• [Given task] Copy each of the following items word for word.

* Begin Material *

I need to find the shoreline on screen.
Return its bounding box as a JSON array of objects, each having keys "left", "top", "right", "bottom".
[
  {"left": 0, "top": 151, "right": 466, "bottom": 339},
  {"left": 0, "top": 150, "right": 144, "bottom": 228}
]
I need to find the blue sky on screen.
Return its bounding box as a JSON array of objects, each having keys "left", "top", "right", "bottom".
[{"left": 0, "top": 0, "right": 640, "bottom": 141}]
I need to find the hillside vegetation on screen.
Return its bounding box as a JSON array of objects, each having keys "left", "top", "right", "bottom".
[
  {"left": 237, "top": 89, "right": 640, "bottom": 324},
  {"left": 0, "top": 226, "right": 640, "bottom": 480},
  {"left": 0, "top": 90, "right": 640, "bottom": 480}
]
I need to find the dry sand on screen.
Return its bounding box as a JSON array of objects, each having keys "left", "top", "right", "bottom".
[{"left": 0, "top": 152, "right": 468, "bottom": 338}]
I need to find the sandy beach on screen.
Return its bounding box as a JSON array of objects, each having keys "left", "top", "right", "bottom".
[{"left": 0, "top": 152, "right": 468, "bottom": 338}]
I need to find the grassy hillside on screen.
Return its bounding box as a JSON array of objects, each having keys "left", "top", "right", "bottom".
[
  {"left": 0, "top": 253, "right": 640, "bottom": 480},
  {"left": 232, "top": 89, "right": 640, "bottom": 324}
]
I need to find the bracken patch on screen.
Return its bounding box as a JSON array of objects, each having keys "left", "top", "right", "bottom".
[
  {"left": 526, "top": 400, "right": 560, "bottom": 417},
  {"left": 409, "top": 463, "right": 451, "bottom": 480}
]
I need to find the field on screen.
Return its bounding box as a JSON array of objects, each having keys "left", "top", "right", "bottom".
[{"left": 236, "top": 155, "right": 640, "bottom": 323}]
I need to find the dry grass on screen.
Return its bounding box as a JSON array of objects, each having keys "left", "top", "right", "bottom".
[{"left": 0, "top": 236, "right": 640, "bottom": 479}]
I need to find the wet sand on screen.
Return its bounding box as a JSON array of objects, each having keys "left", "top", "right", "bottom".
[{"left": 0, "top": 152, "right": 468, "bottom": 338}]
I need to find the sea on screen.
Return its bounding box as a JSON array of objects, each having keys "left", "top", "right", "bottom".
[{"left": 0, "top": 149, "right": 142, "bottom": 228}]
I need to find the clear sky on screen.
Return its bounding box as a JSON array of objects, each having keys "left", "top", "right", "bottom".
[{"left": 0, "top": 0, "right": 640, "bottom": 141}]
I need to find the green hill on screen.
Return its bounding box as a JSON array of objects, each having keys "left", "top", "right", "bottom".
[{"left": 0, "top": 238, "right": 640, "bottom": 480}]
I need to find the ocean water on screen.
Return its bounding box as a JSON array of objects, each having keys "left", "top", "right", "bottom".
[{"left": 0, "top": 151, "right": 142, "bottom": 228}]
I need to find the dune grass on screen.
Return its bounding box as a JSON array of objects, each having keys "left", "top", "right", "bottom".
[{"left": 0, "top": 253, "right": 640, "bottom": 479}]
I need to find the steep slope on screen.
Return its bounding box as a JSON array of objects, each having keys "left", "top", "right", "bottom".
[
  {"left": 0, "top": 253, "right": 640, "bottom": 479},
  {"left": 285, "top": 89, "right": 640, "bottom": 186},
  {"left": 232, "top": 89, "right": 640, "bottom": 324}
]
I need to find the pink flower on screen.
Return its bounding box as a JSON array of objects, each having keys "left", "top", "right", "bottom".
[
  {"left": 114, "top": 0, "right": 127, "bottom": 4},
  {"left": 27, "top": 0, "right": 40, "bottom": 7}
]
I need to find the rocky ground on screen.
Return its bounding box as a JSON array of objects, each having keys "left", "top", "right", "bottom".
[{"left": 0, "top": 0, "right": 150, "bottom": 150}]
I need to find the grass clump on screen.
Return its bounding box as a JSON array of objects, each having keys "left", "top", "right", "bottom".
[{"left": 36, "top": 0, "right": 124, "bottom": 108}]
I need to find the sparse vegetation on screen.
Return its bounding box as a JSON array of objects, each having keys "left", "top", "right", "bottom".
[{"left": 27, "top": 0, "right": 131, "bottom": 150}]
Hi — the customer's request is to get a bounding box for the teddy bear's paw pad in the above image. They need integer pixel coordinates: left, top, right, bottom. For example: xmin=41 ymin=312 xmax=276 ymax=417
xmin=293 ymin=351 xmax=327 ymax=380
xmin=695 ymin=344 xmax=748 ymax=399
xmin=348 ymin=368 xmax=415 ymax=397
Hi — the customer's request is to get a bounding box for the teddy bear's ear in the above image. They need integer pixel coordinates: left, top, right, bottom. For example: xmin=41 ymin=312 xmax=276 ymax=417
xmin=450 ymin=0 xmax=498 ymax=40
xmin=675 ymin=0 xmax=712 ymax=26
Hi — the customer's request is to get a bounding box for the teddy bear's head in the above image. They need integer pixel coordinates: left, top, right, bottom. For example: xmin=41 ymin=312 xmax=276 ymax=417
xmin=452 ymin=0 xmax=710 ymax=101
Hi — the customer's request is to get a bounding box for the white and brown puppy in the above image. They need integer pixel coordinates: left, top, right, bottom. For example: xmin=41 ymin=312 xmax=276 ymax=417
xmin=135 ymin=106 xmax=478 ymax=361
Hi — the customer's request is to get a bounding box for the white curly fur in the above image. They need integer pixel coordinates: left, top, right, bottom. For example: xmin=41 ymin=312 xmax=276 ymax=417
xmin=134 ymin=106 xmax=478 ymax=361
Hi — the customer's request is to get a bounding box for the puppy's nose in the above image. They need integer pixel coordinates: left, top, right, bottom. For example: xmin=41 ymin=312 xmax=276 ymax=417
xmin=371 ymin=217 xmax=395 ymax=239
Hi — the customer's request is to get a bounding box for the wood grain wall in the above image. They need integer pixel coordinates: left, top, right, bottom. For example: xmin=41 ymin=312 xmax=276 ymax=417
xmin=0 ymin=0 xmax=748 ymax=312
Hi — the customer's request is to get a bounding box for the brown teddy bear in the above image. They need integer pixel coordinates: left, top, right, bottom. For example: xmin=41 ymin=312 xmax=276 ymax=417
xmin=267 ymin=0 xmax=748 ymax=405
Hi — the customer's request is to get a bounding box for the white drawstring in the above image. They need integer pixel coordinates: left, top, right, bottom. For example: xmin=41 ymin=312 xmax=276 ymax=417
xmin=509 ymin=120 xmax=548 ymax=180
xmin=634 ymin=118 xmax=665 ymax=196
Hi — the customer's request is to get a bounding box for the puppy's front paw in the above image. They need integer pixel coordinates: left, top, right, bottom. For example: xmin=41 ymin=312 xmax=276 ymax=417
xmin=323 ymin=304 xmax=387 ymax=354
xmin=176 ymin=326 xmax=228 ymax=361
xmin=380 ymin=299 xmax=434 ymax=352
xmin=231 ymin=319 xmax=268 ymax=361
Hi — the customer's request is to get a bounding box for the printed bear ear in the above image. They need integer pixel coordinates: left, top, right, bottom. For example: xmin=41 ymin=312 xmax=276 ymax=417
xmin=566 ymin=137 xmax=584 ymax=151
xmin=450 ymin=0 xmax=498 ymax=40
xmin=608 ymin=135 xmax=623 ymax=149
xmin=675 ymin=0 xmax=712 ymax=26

* End Material *

• [Exercise response]
I need to find the shoreline on screen.
Return its bounding box as a JSON array of objects, each having keys "left", "top", "right", "bottom".
[
  {"left": 0, "top": 151, "right": 466, "bottom": 339},
  {"left": 0, "top": 150, "right": 144, "bottom": 228}
]
I need to find the blue sky on screen.
Return its bounding box as a JSON array of objects, each having keys "left", "top", "right", "bottom".
[{"left": 0, "top": 0, "right": 640, "bottom": 141}]
I need to find the hillside vegetation on screen.
Return its bounding box as a JSON array of objects, each having keys "left", "top", "right", "bottom".
[
  {"left": 237, "top": 89, "right": 640, "bottom": 324},
  {"left": 0, "top": 226, "right": 640, "bottom": 480},
  {"left": 0, "top": 90, "right": 640, "bottom": 480}
]
I need to find the dry sand on screen.
Return its bounding box as a JSON array of objects, each having keys "left", "top", "right", "bottom".
[{"left": 0, "top": 152, "right": 468, "bottom": 338}]
I need to find the sandy beach on screen.
Return its bounding box as a JSON array of objects, each having keys "left", "top", "right", "bottom".
[{"left": 0, "top": 152, "right": 468, "bottom": 338}]
I need to find the grassy hillside on screen.
Return its bounding box as a JSON array of objects, each having keys "left", "top", "right", "bottom".
[
  {"left": 0, "top": 253, "right": 640, "bottom": 480},
  {"left": 232, "top": 89, "right": 640, "bottom": 324}
]
I need to find the bracken patch on screen.
Return its bounding box as a JSON array of objects, each having keys "left", "top", "right", "bottom".
[
  {"left": 526, "top": 400, "right": 560, "bottom": 417},
  {"left": 409, "top": 463, "right": 451, "bottom": 480}
]
I need to find the field on screen.
Return its bounding box as a JSON array of objects, each having keys "left", "top", "right", "bottom".
[{"left": 236, "top": 155, "right": 640, "bottom": 323}]
I need to find the dry grass on screen.
Return its bounding box as a JSON array of objects, each having keys "left", "top", "right", "bottom".
[{"left": 0, "top": 236, "right": 640, "bottom": 479}]
I need to find the wet sand on screen.
Return its bounding box as a JSON array of objects, each having keys "left", "top", "right", "bottom".
[{"left": 0, "top": 152, "right": 468, "bottom": 338}]
I need to find the sea on screen.
Return its bounding box as a JSON array of objects, each having keys "left", "top", "right", "bottom".
[{"left": 0, "top": 149, "right": 142, "bottom": 228}]
I need to find the clear sky on screen.
Return its bounding box as a JSON array of objects, each having keys "left", "top", "right", "bottom".
[{"left": 0, "top": 0, "right": 640, "bottom": 141}]
I need to find the green hill on screen.
Return its bounding box as a JSON array of objects, each having keys "left", "top", "right", "bottom".
[{"left": 0, "top": 238, "right": 640, "bottom": 480}]
I need to find the ocean water on screen.
Return its bounding box as a JSON array of objects, each having keys "left", "top", "right", "bottom".
[{"left": 0, "top": 151, "right": 142, "bottom": 228}]
I need to find the dune grass on screen.
Return its bounding box as a JSON array of objects, each having keys "left", "top", "right", "bottom".
[{"left": 0, "top": 253, "right": 640, "bottom": 479}]
I need to find the steep slope on screen.
Return its bounding box as a JSON array of objects, each having keys "left", "top", "right", "bottom".
[
  {"left": 0, "top": 253, "right": 640, "bottom": 479},
  {"left": 285, "top": 89, "right": 640, "bottom": 186},
  {"left": 232, "top": 89, "right": 640, "bottom": 324}
]
I need to find the pink flower on screen.
Return its bounding box as a JSON array of objects, each having keys "left", "top", "right", "bottom".
[
  {"left": 114, "top": 0, "right": 127, "bottom": 4},
  {"left": 27, "top": 0, "right": 40, "bottom": 7}
]
I need to find the rocky ground on screen.
Return its bounding box as a JSON array of objects, each having keys "left", "top", "right", "bottom".
[{"left": 0, "top": 0, "right": 150, "bottom": 150}]
I need to find the grass clump on screen.
Return its bounding box as a JSON array of objects, each having keys "left", "top", "right", "bottom".
[{"left": 36, "top": 0, "right": 124, "bottom": 108}]
I need to find the sparse vegetation on screen.
Return its bounding box as a JSON array of objects, each having keys "left", "top", "right", "bottom".
[{"left": 27, "top": 0, "right": 131, "bottom": 150}]
Hi — the customer's request is to get a bounding box for the teddy bear's paw pad in the above image. They need integer pixel coordinates: left, top, right, bottom. For example: xmin=41 ymin=312 xmax=276 ymax=417
xmin=293 ymin=351 xmax=327 ymax=380
xmin=695 ymin=344 xmax=748 ymax=399
xmin=348 ymin=368 xmax=415 ymax=397
Hi — the customer's request is to get a bounding box for the teddy bear's ear in the above image. They need integer pixel coordinates: left, top, right, bottom. For example: xmin=41 ymin=312 xmax=276 ymax=417
xmin=450 ymin=0 xmax=498 ymax=40
xmin=675 ymin=0 xmax=712 ymax=26
Hi — the customer's request is to get a bounding box for the teddy bear's head in the above image. They need integer pixel coordinates: left, top, right, bottom. For example: xmin=41 ymin=312 xmax=276 ymax=417
xmin=452 ymin=0 xmax=710 ymax=101
Hi — the customer's request is to get a bounding box for the white and brown puppy in the above image. They need integer pixel coordinates: left, top, right, bottom. For example: xmin=41 ymin=312 xmax=276 ymax=417
xmin=135 ymin=106 xmax=478 ymax=361
Hi — the customer's request is to get a bounding box for the white curly fur in the above image. They need integer pixel coordinates: left, top, right, bottom. For example: xmin=41 ymin=312 xmax=276 ymax=417
xmin=134 ymin=106 xmax=478 ymax=361
Hi — the customer's request is to get a bounding box for the puppy's nose in the above image. They need integer pixel coordinates: left, top, right, bottom. For example: xmin=41 ymin=312 xmax=276 ymax=417
xmin=371 ymin=217 xmax=395 ymax=239
Hi — the customer's request is to get a bounding box for the wood grain wall in the above image. They need integer pixel coordinates: left, top, right, bottom. For example: xmin=41 ymin=312 xmax=276 ymax=417
xmin=0 ymin=0 xmax=748 ymax=312
Hi — the customer's request is to get a bounding box for the brown teddy bear in the above image. They need integer pixel coordinates: left, top, right, bottom. For example: xmin=41 ymin=312 xmax=276 ymax=417
xmin=267 ymin=0 xmax=748 ymax=405
Hi — the customer's request is to get a bounding box for the white drawstring in the above image. They need integer pixel coordinates: left, top, right, bottom. For example: xmin=41 ymin=312 xmax=276 ymax=417
xmin=509 ymin=120 xmax=548 ymax=180
xmin=634 ymin=118 xmax=665 ymax=196
Hi — the customer's request is to get a bounding box for the puppy's front paw in the above image. They need integer pixel coordinates: left, top, right, bottom. For example: xmin=41 ymin=312 xmax=276 ymax=417
xmin=323 ymin=304 xmax=387 ymax=354
xmin=176 ymin=326 xmax=228 ymax=361
xmin=380 ymin=299 xmax=434 ymax=352
xmin=231 ymin=319 xmax=268 ymax=361
Hi — the customer's request is to get a bounding box for the printed bear ear in the above image. They need integer pixel coordinates: left, top, right, bottom. For example: xmin=41 ymin=312 xmax=276 ymax=417
xmin=566 ymin=137 xmax=584 ymax=151
xmin=450 ymin=0 xmax=498 ymax=40
xmin=608 ymin=135 xmax=623 ymax=149
xmin=675 ymin=0 xmax=712 ymax=26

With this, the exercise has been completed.